Exercise –
Return the lines below in which the string "Regarding" occurs.

Data to use –
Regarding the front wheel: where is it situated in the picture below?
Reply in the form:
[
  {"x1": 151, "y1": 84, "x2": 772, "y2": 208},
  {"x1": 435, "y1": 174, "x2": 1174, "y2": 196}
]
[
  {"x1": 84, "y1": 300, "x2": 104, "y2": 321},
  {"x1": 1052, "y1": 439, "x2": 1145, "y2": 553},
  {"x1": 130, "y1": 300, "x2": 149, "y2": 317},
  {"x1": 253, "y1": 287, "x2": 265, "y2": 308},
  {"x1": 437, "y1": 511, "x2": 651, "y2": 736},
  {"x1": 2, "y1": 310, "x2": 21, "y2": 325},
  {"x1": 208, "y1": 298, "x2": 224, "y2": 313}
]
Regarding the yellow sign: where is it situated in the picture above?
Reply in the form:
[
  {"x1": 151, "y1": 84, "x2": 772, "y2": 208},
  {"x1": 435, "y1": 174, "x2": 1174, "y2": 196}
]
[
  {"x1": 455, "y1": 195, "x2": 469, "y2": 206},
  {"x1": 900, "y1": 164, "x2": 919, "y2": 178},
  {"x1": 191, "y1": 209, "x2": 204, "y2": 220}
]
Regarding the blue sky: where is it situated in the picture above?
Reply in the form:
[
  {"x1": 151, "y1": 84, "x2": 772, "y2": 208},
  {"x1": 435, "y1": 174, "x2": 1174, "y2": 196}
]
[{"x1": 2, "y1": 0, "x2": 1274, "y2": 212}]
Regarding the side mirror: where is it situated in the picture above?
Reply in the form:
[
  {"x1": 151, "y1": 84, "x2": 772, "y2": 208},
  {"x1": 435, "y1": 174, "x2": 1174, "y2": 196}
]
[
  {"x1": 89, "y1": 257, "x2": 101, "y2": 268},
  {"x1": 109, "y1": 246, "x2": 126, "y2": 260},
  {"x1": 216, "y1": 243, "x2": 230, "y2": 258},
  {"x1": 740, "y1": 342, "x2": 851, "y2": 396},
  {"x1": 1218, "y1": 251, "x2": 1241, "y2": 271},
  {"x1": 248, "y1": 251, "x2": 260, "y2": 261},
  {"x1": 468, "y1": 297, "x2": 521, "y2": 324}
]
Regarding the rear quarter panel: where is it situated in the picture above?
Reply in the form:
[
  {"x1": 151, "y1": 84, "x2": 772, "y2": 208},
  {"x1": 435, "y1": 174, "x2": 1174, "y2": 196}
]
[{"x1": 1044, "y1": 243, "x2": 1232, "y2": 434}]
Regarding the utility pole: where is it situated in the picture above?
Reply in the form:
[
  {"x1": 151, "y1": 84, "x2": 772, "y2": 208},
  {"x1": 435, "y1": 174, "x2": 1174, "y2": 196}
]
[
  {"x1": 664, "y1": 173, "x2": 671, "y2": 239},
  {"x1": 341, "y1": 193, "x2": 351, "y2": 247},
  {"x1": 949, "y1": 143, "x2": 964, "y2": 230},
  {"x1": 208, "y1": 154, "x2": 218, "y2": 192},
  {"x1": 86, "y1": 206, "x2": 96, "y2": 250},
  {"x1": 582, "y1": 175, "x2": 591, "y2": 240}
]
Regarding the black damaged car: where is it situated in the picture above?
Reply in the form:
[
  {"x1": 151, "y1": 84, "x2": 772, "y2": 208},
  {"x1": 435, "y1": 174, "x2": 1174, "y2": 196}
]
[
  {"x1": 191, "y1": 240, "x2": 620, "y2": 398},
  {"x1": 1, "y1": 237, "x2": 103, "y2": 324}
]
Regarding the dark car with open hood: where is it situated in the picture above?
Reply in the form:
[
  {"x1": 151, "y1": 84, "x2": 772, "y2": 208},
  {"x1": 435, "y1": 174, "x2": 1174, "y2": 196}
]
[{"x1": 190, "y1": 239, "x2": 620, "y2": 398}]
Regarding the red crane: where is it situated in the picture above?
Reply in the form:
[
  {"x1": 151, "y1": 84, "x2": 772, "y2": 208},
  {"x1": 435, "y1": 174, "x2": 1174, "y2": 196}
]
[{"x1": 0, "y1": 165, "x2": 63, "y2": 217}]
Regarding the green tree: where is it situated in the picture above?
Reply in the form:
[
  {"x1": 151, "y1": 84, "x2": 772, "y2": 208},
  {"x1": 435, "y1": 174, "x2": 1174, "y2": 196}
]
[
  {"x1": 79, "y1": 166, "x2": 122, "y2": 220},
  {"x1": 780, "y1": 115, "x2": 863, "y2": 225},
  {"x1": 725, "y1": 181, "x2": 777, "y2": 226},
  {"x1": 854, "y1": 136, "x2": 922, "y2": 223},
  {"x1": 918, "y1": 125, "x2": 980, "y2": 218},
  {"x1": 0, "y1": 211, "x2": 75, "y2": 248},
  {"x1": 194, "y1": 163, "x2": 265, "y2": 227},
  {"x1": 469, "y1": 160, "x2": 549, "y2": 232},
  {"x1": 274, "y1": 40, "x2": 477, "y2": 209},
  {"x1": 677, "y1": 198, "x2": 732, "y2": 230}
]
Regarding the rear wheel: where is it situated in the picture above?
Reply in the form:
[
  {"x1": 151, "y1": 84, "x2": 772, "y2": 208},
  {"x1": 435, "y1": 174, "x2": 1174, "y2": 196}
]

Reply to the task –
Regarding the front wheel: where is it situated in the picture below?
Regarding the yellow sign: where is it situated in the picture above?
Regarding the blue sky: where is it situated in the picture above?
Regarding the side mirror: where is it situated in the picture above?
Regarding the rear quarter panel: where is it situated in the picture above?
Regarding the utility pole: where is it situated in the picture above?
Regarding the black damaged car: where is it situated in the picture above?
Regarding the dark car with open hood: where is it situated in the picture above?
Regarding the red crane: where is it situated in the picture above?
Regarding the green tree: where is it situated in the picture above?
Regarding the rear wheel: where is it situated in the picture above?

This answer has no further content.